* **Entries for locating named things**:
○ ○ ○ ○
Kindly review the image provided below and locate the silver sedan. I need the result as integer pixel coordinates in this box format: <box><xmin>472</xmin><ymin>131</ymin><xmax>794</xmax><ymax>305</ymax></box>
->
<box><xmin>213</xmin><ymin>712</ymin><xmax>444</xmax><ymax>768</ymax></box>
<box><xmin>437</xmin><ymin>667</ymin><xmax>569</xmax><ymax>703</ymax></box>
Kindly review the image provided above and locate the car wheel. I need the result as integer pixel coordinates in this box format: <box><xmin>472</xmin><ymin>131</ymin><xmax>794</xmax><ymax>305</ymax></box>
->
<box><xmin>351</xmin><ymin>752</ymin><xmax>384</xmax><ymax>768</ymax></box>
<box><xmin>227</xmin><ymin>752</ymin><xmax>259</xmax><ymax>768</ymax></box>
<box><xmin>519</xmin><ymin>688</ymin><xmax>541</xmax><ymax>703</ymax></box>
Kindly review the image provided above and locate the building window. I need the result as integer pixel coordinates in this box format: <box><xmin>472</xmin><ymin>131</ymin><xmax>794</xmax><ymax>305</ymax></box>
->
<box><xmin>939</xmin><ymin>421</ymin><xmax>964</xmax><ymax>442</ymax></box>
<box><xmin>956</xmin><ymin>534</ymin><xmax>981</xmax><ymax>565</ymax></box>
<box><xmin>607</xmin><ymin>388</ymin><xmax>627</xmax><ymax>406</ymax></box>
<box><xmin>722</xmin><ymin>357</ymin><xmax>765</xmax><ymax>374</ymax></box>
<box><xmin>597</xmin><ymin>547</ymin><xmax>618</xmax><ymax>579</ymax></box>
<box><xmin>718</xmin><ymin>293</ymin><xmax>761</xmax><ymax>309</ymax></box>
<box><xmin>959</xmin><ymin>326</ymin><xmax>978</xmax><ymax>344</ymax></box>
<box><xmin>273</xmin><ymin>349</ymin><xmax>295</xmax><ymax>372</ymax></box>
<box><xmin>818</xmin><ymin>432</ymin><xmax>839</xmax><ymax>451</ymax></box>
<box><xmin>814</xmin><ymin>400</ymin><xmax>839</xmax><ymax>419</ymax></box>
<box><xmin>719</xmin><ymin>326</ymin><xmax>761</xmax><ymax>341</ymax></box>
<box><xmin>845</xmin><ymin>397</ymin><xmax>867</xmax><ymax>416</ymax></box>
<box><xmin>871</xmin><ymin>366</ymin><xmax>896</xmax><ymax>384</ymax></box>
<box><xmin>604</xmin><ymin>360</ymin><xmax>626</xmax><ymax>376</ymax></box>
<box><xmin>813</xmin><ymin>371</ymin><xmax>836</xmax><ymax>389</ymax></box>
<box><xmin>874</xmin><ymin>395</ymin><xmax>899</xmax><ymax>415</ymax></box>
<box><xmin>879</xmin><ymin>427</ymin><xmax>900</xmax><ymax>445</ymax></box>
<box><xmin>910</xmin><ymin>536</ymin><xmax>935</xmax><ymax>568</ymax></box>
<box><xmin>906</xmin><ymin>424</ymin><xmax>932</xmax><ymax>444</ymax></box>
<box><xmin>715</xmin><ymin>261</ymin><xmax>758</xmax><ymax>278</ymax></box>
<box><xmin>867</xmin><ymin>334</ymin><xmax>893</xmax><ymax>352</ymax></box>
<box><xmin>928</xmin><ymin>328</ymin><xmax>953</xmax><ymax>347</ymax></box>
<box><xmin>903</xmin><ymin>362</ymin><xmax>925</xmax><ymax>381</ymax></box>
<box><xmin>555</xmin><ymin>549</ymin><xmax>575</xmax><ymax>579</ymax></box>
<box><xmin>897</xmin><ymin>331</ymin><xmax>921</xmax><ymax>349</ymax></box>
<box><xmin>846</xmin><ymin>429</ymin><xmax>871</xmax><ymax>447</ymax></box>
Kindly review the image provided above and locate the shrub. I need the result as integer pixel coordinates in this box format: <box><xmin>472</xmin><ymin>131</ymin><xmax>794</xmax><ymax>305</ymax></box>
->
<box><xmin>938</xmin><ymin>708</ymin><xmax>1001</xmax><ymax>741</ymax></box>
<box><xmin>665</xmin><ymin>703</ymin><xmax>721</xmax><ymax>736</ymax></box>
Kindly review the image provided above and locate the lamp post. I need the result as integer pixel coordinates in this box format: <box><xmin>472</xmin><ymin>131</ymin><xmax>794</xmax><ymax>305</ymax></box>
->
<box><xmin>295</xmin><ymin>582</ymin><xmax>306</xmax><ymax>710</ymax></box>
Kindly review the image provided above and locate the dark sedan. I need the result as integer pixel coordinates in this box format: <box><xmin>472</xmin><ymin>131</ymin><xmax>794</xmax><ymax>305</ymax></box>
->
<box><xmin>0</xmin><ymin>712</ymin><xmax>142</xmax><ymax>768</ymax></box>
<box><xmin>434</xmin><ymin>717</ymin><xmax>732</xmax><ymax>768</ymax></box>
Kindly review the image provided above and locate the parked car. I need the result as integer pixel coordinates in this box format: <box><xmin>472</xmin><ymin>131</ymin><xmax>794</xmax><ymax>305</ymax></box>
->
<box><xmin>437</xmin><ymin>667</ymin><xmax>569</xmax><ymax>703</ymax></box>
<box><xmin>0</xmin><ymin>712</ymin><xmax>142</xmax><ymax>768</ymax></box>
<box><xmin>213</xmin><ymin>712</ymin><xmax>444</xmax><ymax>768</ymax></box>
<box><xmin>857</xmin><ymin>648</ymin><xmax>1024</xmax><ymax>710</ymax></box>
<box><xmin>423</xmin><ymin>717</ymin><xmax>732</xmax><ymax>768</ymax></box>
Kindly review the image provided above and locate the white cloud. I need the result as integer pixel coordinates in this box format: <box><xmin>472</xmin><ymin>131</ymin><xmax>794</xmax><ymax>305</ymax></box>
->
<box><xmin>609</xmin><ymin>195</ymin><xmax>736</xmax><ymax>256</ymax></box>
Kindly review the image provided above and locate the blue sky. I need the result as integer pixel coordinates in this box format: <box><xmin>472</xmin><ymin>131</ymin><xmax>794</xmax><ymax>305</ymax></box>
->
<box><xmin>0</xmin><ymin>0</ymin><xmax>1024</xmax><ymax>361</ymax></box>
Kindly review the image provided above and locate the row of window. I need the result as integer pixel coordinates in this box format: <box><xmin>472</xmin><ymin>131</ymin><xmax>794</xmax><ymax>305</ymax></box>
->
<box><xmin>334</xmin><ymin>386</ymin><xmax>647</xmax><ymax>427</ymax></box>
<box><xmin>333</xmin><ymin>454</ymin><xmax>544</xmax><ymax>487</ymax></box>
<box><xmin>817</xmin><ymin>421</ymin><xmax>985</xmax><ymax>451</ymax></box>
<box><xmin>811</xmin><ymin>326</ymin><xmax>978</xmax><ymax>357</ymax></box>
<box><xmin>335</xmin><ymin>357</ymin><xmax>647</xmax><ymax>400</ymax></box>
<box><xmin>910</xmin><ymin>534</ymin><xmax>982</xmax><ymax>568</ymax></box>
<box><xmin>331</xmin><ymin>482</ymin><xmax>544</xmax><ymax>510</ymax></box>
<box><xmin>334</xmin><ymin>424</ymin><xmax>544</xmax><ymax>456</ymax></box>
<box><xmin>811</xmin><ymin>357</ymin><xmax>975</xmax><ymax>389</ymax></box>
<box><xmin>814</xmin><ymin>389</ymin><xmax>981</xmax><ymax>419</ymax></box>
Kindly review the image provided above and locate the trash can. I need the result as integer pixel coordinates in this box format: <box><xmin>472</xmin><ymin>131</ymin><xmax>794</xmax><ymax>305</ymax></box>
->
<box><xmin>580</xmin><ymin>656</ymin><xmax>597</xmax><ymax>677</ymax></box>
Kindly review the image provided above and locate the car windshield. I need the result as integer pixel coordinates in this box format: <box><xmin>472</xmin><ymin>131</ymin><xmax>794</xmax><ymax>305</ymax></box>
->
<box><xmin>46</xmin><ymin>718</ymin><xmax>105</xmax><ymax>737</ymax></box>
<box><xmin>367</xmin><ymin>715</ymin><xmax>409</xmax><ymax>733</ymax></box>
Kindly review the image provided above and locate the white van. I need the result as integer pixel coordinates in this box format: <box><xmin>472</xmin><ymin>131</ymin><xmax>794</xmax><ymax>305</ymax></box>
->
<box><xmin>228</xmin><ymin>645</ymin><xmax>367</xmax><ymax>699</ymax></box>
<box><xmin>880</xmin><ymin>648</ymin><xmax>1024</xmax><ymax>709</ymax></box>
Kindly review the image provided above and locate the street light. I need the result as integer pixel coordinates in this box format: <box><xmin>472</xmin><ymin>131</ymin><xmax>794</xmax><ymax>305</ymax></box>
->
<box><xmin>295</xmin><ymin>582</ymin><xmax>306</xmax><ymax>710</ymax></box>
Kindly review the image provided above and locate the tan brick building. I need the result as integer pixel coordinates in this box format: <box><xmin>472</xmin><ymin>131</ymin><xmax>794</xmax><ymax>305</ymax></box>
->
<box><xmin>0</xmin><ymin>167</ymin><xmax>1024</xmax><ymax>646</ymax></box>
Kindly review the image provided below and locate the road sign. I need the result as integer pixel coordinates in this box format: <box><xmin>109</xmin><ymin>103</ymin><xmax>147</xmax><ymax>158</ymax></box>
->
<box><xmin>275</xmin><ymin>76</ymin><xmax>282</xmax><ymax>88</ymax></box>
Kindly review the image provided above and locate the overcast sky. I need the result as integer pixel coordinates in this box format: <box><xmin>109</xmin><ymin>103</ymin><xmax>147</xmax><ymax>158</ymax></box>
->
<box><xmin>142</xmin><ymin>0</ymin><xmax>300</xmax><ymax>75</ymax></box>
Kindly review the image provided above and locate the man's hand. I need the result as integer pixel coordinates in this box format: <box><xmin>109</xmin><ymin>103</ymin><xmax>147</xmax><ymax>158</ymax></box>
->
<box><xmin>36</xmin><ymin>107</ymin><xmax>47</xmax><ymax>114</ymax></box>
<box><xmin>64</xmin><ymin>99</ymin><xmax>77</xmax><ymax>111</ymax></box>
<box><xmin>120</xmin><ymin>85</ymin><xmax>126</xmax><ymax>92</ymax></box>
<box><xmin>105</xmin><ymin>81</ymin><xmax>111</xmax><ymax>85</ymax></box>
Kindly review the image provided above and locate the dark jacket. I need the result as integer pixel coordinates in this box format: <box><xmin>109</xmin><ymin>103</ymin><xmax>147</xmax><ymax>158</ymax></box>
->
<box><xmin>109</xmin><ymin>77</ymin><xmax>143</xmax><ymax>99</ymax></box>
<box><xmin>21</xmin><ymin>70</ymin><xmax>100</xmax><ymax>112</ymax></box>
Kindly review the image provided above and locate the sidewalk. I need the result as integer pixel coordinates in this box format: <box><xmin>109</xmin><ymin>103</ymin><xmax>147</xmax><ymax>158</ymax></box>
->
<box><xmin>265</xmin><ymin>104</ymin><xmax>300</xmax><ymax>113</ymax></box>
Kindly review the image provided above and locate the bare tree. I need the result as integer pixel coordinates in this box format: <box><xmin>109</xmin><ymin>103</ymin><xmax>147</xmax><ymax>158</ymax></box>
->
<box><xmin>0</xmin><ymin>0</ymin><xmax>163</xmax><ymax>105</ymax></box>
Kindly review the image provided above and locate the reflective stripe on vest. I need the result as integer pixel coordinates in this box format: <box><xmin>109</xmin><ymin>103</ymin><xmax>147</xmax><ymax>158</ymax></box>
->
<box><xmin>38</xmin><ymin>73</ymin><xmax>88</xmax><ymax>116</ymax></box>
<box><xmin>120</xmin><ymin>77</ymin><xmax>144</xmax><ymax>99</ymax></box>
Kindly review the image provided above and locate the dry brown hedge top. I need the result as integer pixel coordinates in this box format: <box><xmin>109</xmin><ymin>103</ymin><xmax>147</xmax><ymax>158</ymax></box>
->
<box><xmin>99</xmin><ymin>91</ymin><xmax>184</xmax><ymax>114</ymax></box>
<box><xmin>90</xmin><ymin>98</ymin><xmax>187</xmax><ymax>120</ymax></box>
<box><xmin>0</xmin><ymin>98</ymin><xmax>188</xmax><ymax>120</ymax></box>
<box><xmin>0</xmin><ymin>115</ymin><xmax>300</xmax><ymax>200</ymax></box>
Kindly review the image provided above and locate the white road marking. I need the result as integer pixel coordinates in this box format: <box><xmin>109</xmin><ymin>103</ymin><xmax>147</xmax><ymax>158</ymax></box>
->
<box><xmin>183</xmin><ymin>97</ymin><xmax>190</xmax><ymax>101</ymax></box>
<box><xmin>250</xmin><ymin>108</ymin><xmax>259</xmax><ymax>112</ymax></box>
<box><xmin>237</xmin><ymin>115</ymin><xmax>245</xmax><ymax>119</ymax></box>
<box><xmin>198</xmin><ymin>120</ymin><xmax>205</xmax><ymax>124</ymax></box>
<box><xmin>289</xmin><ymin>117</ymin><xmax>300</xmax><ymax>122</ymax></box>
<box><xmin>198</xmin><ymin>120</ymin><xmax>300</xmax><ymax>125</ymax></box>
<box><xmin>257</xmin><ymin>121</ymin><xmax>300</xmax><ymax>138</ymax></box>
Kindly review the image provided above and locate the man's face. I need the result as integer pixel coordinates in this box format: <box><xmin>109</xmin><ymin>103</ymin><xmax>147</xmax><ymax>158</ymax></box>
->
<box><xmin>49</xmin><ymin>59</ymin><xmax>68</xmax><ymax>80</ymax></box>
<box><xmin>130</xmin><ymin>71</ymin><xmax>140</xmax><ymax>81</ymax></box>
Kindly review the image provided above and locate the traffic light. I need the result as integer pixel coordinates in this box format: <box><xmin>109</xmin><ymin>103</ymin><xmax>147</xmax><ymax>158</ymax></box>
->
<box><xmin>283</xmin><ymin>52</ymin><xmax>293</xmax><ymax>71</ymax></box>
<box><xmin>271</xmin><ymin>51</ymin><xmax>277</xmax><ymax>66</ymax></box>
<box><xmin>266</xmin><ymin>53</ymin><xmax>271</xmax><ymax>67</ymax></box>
○ ○ ○ ○
* **Short problem**:
Reproduce word for word the lines from the one containing "Kindly review the image provided above and locate the traffic" through the final line of the items, including both.

* **Solution for this task**:
Kindly review the image provided above and locate the traffic light. I need the result as integer pixel coordinates in this box format: <box><xmin>109</xmin><ymin>103</ymin><xmax>147</xmax><ymax>158</ymax></box>
->
<box><xmin>283</xmin><ymin>52</ymin><xmax>293</xmax><ymax>71</ymax></box>
<box><xmin>271</xmin><ymin>51</ymin><xmax>277</xmax><ymax>66</ymax></box>
<box><xmin>266</xmin><ymin>53</ymin><xmax>271</xmax><ymax>67</ymax></box>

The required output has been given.